======== TEXTE FOURNI
La mémoire retrouvée de la 2ème rafle du Vieux Port (24 janvier 1943)

La mémoire retrouvée de la 2ème rafle du Vieux Port (24 janvier 1943)

Avez-vous déjà entendu parler de l’opération Sultan ?


Une opération de l’armée française au Moyen Orient ? Une grande vente de tapis persans ? Non, non.

L’opération Sultan est le nom donné par les nazis à une opération de grande envergure, décidée par Hitler lui-même en janvier 1943, pour « épurer la porcherie marseillaise » et préparer une défense stratégique de l’entrée du port de Marseille. En effet, depuis la fin 1942, l’Afrique du Nord française s’est ralliée à De Gaulle et les Allemands craignent un débarquement allié en Provence.

Plusieurs objectifs concrets de la rafle : arrêter et déporter les habitants juifs ou étrangers, puis raser les ruelles tortueuses et reconstruire un quartier moderne avec de grandes avenues faciles à contrôler.

Une ruse : amadouer les habitants, en utilisant la police de Vichy et de la gendarmerie française, et leur promettre un retour rapide à la maison.
Deux étapes : alors que les deux premières journées et nuits du 22 et 23 janvier 1943, ciblaient les populations juives du Vieux Port, la deuxième rafle du 24 janvier délogea les populations étrangères (italiennes, arméniennes, africaines) que leur pauvreté faisait facilement passer pour une « racaille » métissée, dégénérée et rebelle.

La 2ème plus importante rafle en France et le cœur historique de Marseille dynamité.


Le résultat : entre le 22 et 24 janvier 1943 s’est déroulé la deuxième plus grande rafle de population civile en France pendant la Seconde Guerre mondiale (après la rafle du Vel d’Hiv à Paris en juillet 1942) provoquant l’arrestation de plus de 20 000 Marseillais, la déportation de plus de 2000 d’entre eux en camps de travail en Allemagne ou en camps d’extermination en Pologne.

La majorité des Marseillais, familles françaises ou italiennes et arméniennes, femmes, enfants et vieillards, furent transportés dans des wagons à bestiaux au camp de Fréjus. Après criblage (tri) allemand, certains furent déportés en Pologne et en Allemagne.


Antoine Mignemi (83 ans aujourd’hui) avait 5 ans lorsqu’il a été délogé à 6 heures du matin et déporté avec toute sa famille au camp de transit de Fréjus. Il nous raconte son expérience.
================
======== DONNÉES EXTRAITES
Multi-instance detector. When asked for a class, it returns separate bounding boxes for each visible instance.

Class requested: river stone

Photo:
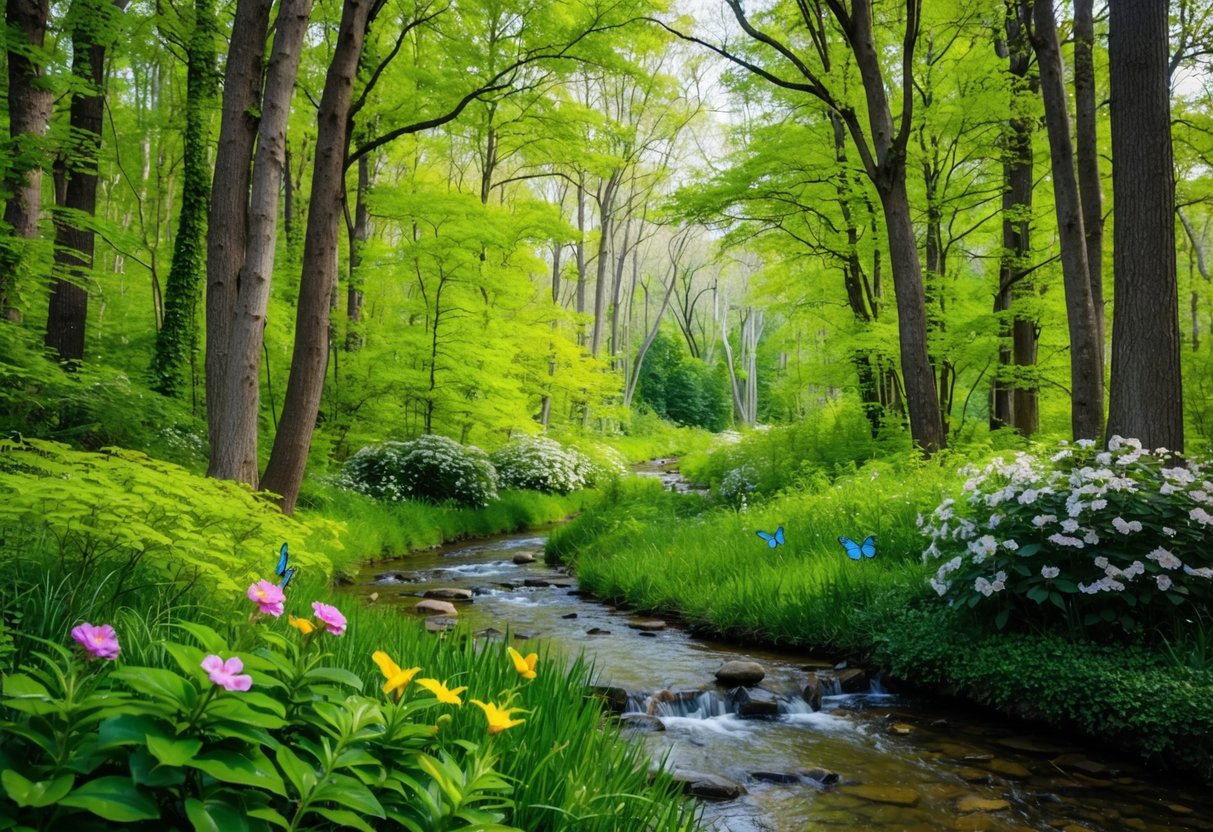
[619,713,666,733]
[673,769,746,800]
[716,661,767,685]
[733,688,779,719]
[421,587,472,600]
[842,786,919,807]
[956,794,1010,813]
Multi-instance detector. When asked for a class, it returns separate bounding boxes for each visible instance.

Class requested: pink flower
[72,621,121,661]
[203,655,252,690]
[312,600,346,636]
[249,581,286,619]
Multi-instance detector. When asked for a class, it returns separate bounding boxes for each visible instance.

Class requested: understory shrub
[341,434,497,506]
[919,437,1213,632]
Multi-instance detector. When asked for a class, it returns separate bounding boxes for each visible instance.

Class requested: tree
[1107,0,1184,451]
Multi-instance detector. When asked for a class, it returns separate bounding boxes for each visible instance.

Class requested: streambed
[348,534,1213,832]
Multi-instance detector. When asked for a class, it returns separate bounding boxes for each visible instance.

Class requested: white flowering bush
[918,437,1213,631]
[489,437,594,494]
[340,434,497,506]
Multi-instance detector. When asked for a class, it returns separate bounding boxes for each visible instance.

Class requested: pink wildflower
[312,600,346,636]
[203,654,252,690]
[249,580,286,619]
[72,621,121,661]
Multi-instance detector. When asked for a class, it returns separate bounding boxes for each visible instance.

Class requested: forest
[0,0,1213,832]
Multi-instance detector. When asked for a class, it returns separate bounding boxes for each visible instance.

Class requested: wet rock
[590,685,627,713]
[841,786,919,807]
[956,794,1010,814]
[421,587,472,600]
[716,661,767,685]
[673,769,746,800]
[627,619,666,632]
[801,673,822,711]
[796,768,842,786]
[619,713,666,733]
[733,688,779,719]
[836,667,871,694]
[426,615,455,633]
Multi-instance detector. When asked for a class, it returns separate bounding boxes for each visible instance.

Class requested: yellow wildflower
[286,615,315,636]
[371,650,421,697]
[417,679,467,705]
[506,646,539,679]
[468,699,526,734]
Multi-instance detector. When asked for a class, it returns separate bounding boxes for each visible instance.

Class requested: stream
[339,465,1213,832]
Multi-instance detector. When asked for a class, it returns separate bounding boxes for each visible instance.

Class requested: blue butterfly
[754,526,784,548]
[274,543,298,589]
[838,535,876,560]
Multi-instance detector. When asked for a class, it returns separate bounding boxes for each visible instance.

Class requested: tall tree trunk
[46,0,127,365]
[1032,0,1104,439]
[262,0,371,514]
[152,0,218,395]
[0,0,53,321]
[207,0,310,485]
[1107,0,1184,451]
[1077,0,1104,354]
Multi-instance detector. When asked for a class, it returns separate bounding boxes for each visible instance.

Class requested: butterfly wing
[838,535,875,560]
[859,535,876,558]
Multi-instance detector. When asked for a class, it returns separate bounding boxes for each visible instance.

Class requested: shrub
[341,434,497,506]
[919,437,1213,632]
[489,437,594,494]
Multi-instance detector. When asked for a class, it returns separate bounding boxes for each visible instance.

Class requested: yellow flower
[417,679,467,705]
[506,648,539,679]
[371,650,421,697]
[286,615,315,636]
[468,699,526,734]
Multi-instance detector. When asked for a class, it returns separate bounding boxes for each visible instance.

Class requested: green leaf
[186,797,249,832]
[148,734,203,767]
[59,777,160,824]
[0,769,75,809]
[186,748,286,797]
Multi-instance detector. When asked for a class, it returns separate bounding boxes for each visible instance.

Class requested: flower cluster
[338,434,497,506]
[489,437,593,494]
[918,437,1213,629]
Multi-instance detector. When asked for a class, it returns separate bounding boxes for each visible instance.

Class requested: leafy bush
[489,437,594,494]
[919,437,1213,631]
[341,434,497,506]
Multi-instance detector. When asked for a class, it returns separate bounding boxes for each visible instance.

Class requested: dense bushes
[341,434,497,506]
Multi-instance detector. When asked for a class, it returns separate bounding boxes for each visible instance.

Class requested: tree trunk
[152,0,218,397]
[207,0,310,485]
[1077,0,1104,354]
[1032,0,1104,439]
[0,0,53,321]
[1107,0,1184,451]
[46,0,127,366]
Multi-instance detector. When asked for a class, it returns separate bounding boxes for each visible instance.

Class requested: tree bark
[262,0,371,514]
[0,0,53,321]
[207,0,310,485]
[1107,0,1184,451]
[1032,0,1104,439]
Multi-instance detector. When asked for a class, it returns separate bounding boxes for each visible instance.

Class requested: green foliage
[0,439,340,599]
[341,434,497,506]
[636,331,733,431]
[923,437,1213,636]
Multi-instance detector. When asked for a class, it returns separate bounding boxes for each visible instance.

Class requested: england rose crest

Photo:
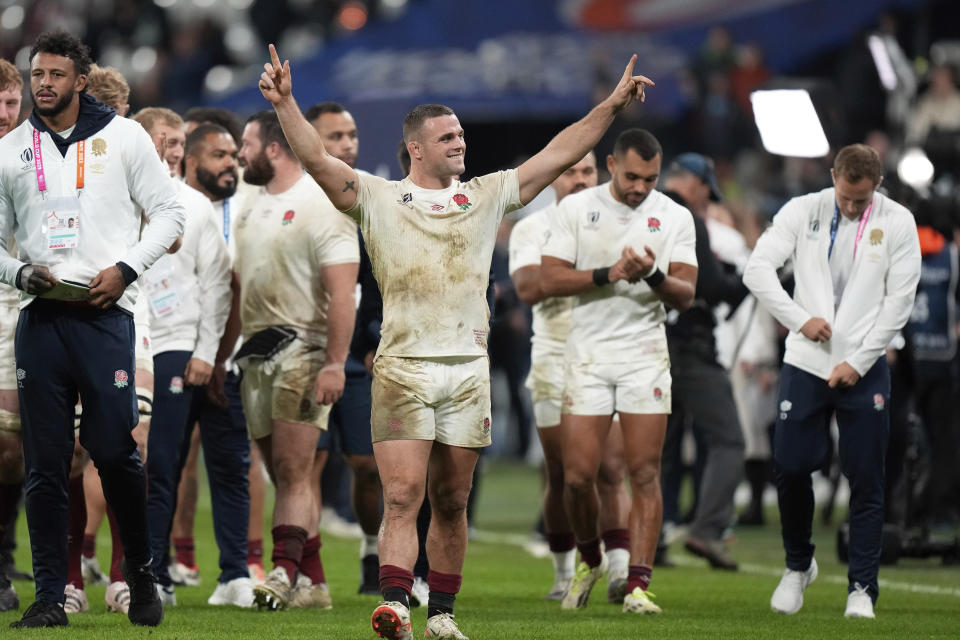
[873,393,884,411]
================
TÂCHE COURTE 1: Selon le texte sur la rafle du Vieux Port, quel nom les nazis ont-ils donné à l'opération décidée par Hitler en janvier 1943 ?
TÂCHE COURTE 2: Indiquez si chacune des affirmations suivantes concorde avec le texte sur la rafle du Vieux Port, en citant les mots décisifs : (a) la rafle du 24 janvier ciblait les populations juives du Vieux Port ; (b) plus de 20 000 Marseillais ont été arrêtés ; (c) Antoine Mignemi avait 5 ans lorsqu'il a été délogé.
TÂCHE COURTE 3: Rédigez la suite du texte sur la rafle du Vieux Port après sa dernière phrase.
Les lignes n'interviennent pas dans ce travail.

RÉPONSE FINALE 1: L'opération Sultan.

RÉPONSE FINALE 2:
(a) Non : « la deuxième rafle du 24 janvier délogea les populations étrangères (italiennes, arméniennes, africaines) ».
(b) Oui : « provoquant l’arrestation de plus de 20 000 Marseillais ».
(c) Oui : « avait 5 ans lorsqu’il a été délogé à 6 heures du matin ».

RÉPONSE FINALE 3:
Ecoutez l’enregistrement de son témoignage

A ce premier traumatisme, s’ajoute celui du retour à Marseille deux semaines plus tard : dès le début février 1943, et pendant 20 jours, les militaires allemands dynamitent le quartier Saint Jean. Du port jusqu’à la rue Caisserie. Immeuble par immeuble, d’énormes détonations s’entendent dans toute la ville. Elles soulèvent une fumée jaunâtre et acre qui se répand dans le centre-ville, tandis que la cloche de Notre Dame-de-la-Garde vibre à chaque explosion, faisant écouter ce que certains baptiseront le « glas des pierres » .

Plus de 1500 immeubles seront ainsi détruits, et avec eux une partie du coeur historique de la vieille ville grecque transformé en immense champ de ruines. Ce trou béant dans le centre-ville ne sera comblé qu’en 1947, où débute la reconstruction d’immeubles modernes conçus selon un plan d’urbanisme mis au point dès 1942 .

Mais Antoine Mignemi et sa famille n’y seront pas relogés, pas plus que les 12 000 autres délogés le 24 janvier 1943. Après guerre, n’étant pas encore Français, ils auront beaucoup de difficultés à obtenir un dédommagement pour la perte de leur appartement et de la boutique de coiffeur de son père sur le Vieux Port.


Un trou dans la mémoire marseillaise enfin comblé

Pourquoi cette 2ème rafle a-t-elle été aussi longtemps oubliée ? Pourquoi a-t-il fallu attendre l’année 2019 pour que les souffrances des habitants délogés, déportés, et pour certains assassinés, soient reconnues comme un crime contre l’humanité ?


Plusieurs raisons à cet oubli, abordées dans l’article du Magazine M du Monde du 24 avril 2021. C’est aussi la raison de la plainte pour crime contre l’humanité déposée par Maître Luongo en 2019 avec l’association des victimes et familles de victimes.
En résumé, les habitants du quartier Saint Jean étaient pauvres et souvent étrangers. Quand ils ont eu la chance de revenir vivants à Marseille, ils étaient affamés, couverts de parasites, spoliés de tous biens et de toute dignité. Présentés comme une pègre à éradiquer par toute la presse locale aux ordres de Vichy, ils ne reçurent pas la sympathie du reste de la population marseillaise. Les rescapés se sont relogés loin du centre-ville, ou ont préféré quitter Marseille. Occupés à reconstruire leur vie, éparpillés, ils n’ont pas cherché à se revoir pendant plusieurs décennies. Pendant longtemps, ils ne purent, ni ne voulurent parler de ce traumatisme, comme beaucoup de victimes de guerre et de déportation.

Après guerre, le statut de déporté a été réservé à ceux et celles transférés de force en Allemagne ou en Pologne. Or ils n’avaient été « déportés qu’à Fréjus ». D’autre part, nombre d’entre eux, confient avec humilité, qu’ils ne se sentaient pas légitimes en comparaison avec les familles marseillaises juives déportées au camp de la mort de Sobibor, où il n’y aura aucun survivant. Ainsi, ceux de la 2ème rafle, déportés en France, revenus en majorité vivants, seront longtemps ignorés des commémorations officielles. Dans le quartier Saint Jean aujourd’hui, la place baptisée Place du 22-23 janvier-1943 oublie encore le calvaire des raflés du 24 janvier.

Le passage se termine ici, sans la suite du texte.